「立秋二候 白露降」

立秋转凉待金秋(廿四时野)(1)

我想,这时候的草木,是无论如何也不愿只如初见的——

不然,如何看见将至的秋山尽染,及生发一年的秋实呢。


回杭第一件事,是跑去友人家,拿回惦念许久的咖啡豆。归来恰是正午,那个炽阳蛰背的时刻,我稍作犹豫,途中还是拐去山里,竟不想山风已带凉意,沿路的山油麻,吹红了串串红润的小果,和仅剩穗针的五节芒花互映,一缕一缕渐次摇落灼日暑热——

恍然觉知,果然到秋了啊,一日一日,温度虽然高挂,但草木和山风,却早知秋至。

春去秋来,在人尚未感知的地方,有些变化已经悄然完成。

立秋转凉待金秋(廿四时野)(2)


「我看不见的秋,感觉都看在“眼”里了」

但春秋渐变,我们真的感应不到么?如果抛开头脑思考的话。

这条山路我其实走过多次,从春及夏,一次次沿着它,发现属于时间的草木:

我看着五节芒从开花飘絮,到今日只剩下如同魔法扫帚样的芒针;

我也看到紫珠从满树青叶,到开满丁碎白花,及至串串青色果实挂满枝头;

甚至山矾如何自“繁花白雪香”的秀逸之姿,到结出一团团朴实,丑美丑美的青黑果实——

但我从没关注过马尾松和枫香,尽管它们一直在那里,直至今天,秋日的时候。

立秋转凉待金秋(廿四时野)(3)

头脑,自然还有身体都在理性告诉我,如今依然是酷暑夏日,但感觉却说:“瞧啊,松树和枫香的时间到了呢。”

所以我在相遇多次后,见到了它们。

感觉是对的,虽然很难条理清晰“说”出来。


这是不是有点佛说“悟”,儒说“觉”,道说“忘”的意思?

感觉是个非常有意思的事,很长一段时间,我们沉溺于“科学”,对此嗤之以鼻,认为所有认知上最不靠谱便是“感觉”。甚至孩子教育,即使追根问底到“德智体美劳”, 也务求一步步符合逻辑,不关注培养“感觉”的。

反而在之前,讲究“少成天性”,在“言传身教”、“因材施教”、“多闻广识”中注重“其义自见”、“习惯成自然”,是有自我去感觉,追求学生本人“开悟”的重要性在内的。

但今日,“感觉”以及“直觉”已经越来越重视,我们终于开辟出“直觉思维”,身体感统训练、身体智慧有了越来越多有趣的发现。

立秋转凉待金秋(廿四时野)(4)

▶ **所给材料**
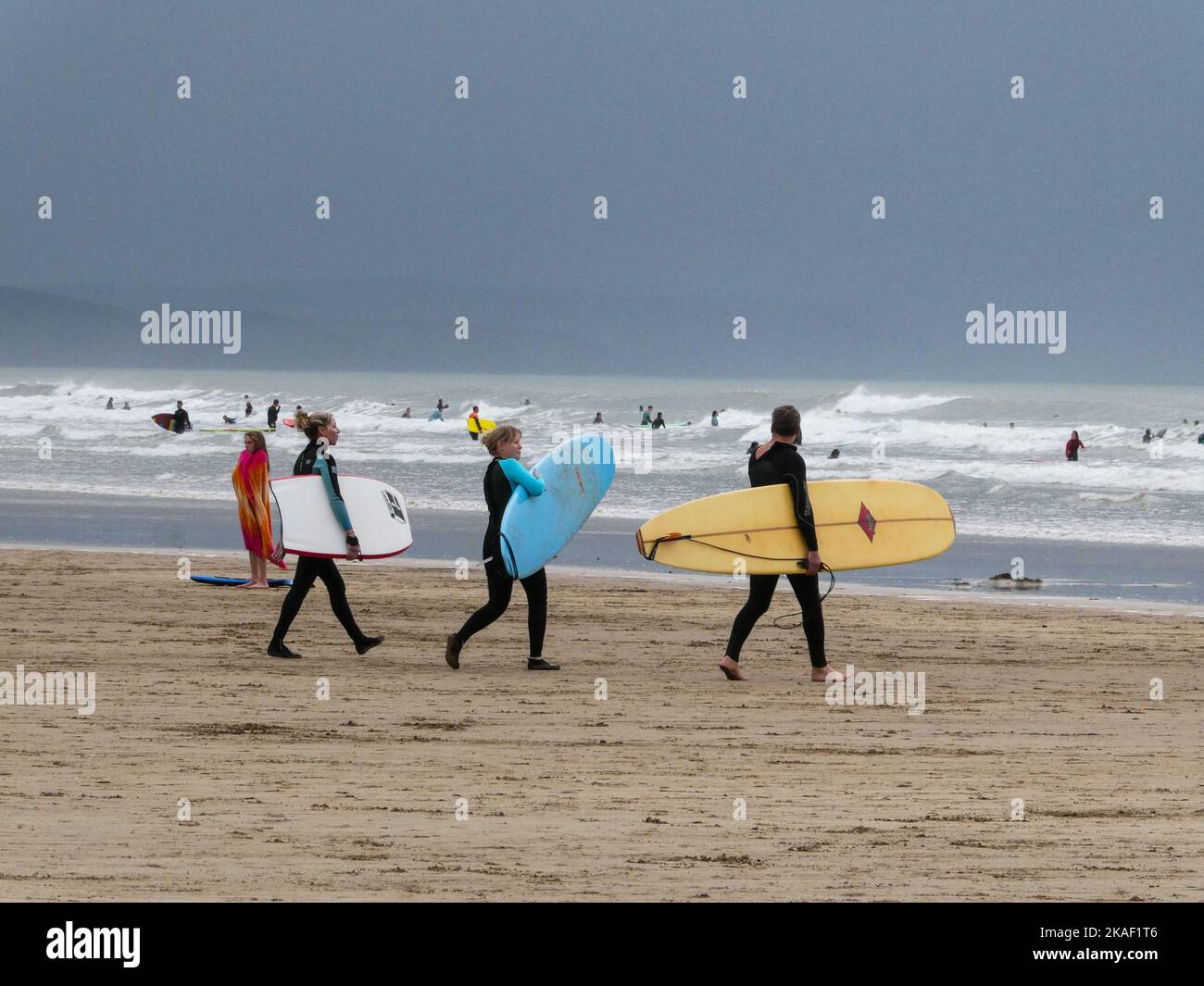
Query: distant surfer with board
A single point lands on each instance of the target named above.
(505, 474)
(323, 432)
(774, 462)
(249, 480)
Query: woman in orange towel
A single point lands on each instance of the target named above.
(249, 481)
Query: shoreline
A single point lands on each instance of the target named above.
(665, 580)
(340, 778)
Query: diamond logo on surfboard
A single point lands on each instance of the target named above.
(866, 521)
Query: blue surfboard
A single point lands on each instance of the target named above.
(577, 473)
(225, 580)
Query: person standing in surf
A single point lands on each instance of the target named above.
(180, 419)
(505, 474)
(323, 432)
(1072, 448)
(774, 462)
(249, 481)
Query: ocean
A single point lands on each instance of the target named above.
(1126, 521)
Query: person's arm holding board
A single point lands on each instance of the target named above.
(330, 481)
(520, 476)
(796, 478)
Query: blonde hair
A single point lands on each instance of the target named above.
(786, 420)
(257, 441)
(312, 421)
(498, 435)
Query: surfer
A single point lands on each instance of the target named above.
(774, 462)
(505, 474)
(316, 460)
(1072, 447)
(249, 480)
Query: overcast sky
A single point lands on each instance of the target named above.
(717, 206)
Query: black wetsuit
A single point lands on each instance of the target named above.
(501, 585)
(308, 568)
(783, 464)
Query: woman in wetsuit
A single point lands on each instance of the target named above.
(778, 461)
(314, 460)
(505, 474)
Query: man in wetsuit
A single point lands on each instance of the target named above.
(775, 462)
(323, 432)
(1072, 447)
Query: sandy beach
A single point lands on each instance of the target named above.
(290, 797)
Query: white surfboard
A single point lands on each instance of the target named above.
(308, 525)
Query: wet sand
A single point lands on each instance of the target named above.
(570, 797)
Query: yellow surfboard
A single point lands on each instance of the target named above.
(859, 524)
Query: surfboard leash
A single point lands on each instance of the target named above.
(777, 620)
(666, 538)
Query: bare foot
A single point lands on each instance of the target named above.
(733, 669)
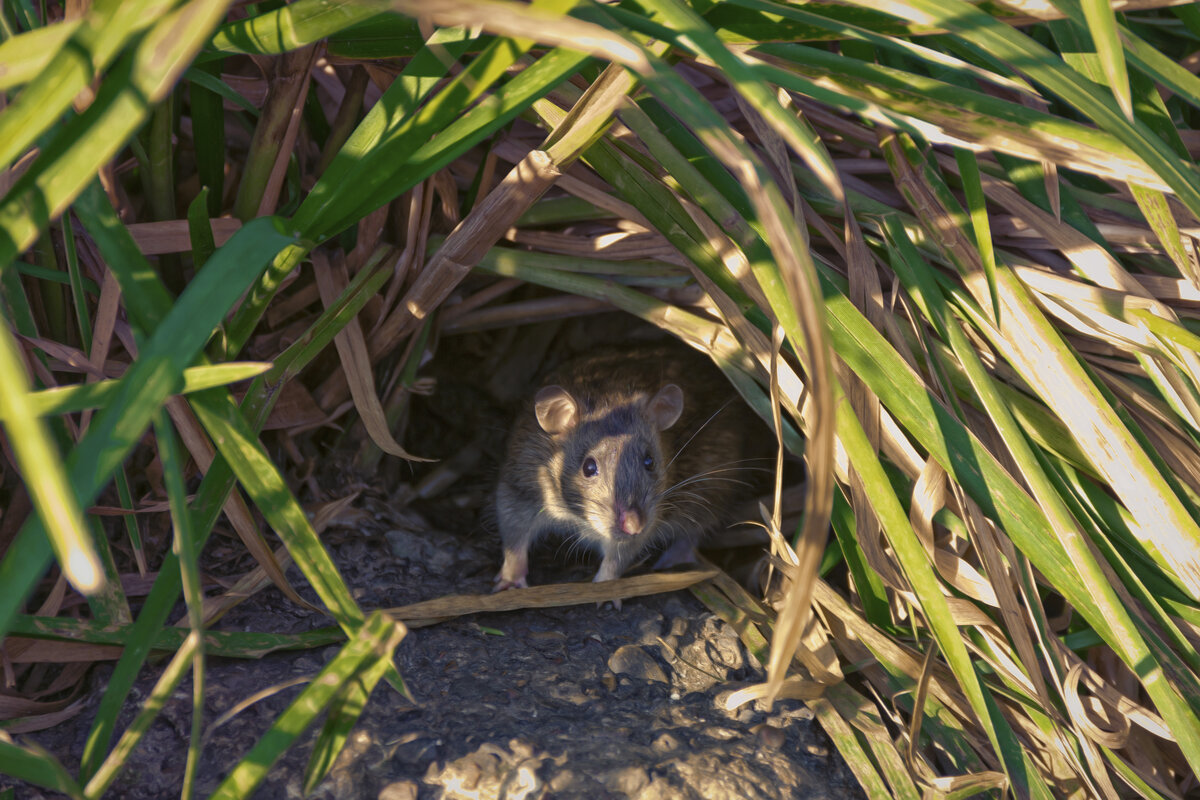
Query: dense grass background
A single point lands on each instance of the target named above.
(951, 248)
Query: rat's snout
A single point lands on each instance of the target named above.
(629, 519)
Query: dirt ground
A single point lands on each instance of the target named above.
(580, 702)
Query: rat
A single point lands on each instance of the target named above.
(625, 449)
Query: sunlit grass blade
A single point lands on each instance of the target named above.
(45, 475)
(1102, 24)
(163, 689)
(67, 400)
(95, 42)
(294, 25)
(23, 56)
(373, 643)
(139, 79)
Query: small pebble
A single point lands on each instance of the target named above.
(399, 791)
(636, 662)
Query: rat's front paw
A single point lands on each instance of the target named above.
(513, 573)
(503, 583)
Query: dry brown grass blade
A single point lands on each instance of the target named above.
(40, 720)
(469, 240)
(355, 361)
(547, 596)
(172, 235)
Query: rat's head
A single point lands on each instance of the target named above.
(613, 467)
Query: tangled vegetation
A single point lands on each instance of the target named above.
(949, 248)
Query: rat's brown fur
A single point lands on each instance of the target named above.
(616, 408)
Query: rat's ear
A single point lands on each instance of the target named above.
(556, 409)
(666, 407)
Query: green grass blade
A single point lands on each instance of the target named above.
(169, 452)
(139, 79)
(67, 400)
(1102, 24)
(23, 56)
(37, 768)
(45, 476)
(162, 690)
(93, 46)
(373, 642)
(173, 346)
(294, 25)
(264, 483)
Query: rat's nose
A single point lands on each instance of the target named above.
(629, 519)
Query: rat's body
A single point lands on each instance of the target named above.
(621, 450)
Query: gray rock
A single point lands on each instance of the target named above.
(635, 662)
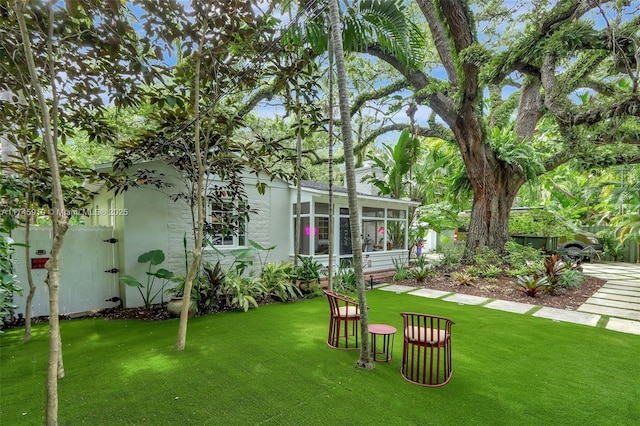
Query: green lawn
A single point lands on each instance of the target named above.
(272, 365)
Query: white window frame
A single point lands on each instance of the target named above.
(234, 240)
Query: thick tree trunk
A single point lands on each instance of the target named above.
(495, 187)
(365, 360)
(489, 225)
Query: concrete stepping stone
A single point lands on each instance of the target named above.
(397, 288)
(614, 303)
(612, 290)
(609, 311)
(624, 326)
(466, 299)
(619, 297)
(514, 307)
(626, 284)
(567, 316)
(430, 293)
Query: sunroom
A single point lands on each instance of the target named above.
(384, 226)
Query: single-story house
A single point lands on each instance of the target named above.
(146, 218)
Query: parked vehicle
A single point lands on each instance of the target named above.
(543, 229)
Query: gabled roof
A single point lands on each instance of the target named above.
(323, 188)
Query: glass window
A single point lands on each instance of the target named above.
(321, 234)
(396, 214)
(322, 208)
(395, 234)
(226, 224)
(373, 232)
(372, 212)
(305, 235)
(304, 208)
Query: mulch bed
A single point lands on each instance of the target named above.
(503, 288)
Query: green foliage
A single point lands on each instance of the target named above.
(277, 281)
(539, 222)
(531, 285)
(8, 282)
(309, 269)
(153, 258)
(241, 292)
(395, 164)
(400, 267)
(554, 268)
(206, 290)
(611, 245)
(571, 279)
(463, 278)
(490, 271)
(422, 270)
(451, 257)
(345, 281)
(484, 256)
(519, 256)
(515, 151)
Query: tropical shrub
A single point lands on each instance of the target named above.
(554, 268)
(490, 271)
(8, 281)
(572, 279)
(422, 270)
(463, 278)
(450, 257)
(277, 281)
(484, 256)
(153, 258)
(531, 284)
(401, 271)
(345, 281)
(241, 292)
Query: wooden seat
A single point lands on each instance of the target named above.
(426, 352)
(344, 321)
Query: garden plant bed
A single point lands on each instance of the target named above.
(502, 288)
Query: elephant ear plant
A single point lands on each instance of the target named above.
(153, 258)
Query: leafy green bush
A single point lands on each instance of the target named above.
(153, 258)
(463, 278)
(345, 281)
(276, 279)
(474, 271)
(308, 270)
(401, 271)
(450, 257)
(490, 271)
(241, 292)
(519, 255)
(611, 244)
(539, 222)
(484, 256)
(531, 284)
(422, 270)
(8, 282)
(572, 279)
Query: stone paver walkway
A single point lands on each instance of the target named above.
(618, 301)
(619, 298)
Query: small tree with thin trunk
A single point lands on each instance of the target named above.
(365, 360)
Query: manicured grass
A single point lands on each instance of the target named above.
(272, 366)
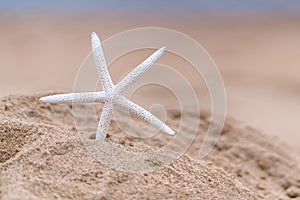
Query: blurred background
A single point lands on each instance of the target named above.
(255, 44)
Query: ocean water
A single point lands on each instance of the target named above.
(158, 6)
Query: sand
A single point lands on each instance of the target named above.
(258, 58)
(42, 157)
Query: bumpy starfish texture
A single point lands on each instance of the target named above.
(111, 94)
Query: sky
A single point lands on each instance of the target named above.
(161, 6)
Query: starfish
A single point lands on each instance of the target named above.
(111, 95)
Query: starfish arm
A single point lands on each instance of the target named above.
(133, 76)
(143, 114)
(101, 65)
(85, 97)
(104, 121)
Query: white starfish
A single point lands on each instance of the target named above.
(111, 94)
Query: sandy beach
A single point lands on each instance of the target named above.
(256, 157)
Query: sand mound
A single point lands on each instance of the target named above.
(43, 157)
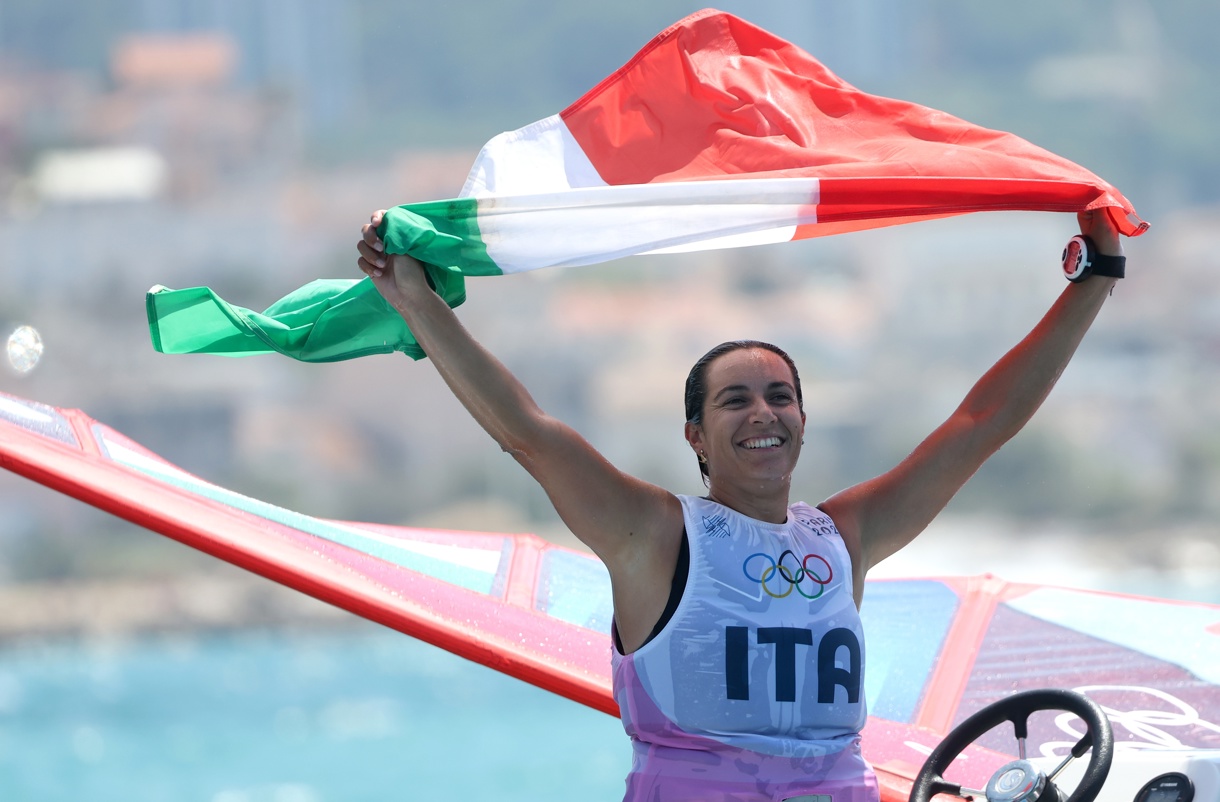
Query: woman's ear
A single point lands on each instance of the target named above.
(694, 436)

▶ **你的任务**
把正文从“不然,如何看见将至的秋山尽染,及生发一年的秋实呢。”到“立秋转凉待金秋(廿四时野)(2)”的部分重抄一遍，将其中的“山风”全部改为“晚风”。

▶ **结果**
不然,如何看见将至的秋山尽染,及生发一年的秋实呢。


回杭第一件事,是跑去友人家,拿回惦念许久的咖啡豆。归来恰是正午,那个炽阳蛰背的时刻,我稍作犹豫,途中还是拐去山里,竟不想晚风已带凉意,沿路的山油麻,吹红了串串红润的小果,和仅剩穗针的五节芒花互映,一缕一缕渐次摇落灼日暑热——

恍然觉知,果然到秋了啊,一日一日,温度虽然高挂,但草木和晚风,却早知秋至。

春去秋来,在人尚未感知的地方,有些变化已经悄然完成。

立秋转凉待金秋(廿四时野)(2)